> WHAT IS ASKED:
Update the rows below by changing "region detector" to "box predictor" and leaving everything else untouched.

◆ ◆ ◆ ◆ ◆ ◆ ◆

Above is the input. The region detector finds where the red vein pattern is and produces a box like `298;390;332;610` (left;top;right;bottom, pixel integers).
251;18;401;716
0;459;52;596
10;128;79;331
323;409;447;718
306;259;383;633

◆ ◆ ◆ ◆ ◆ ◆ ◆

> COMPLETE OUTPUT:
Above is the input. The box predictor finds where the red vein pattern is and produces a box like `298;390;332;610` (left;top;right;bottom, pixel integers).
251;18;401;716
0;459;52;596
10;128;79;331
323;409;447;718
306;259;383;633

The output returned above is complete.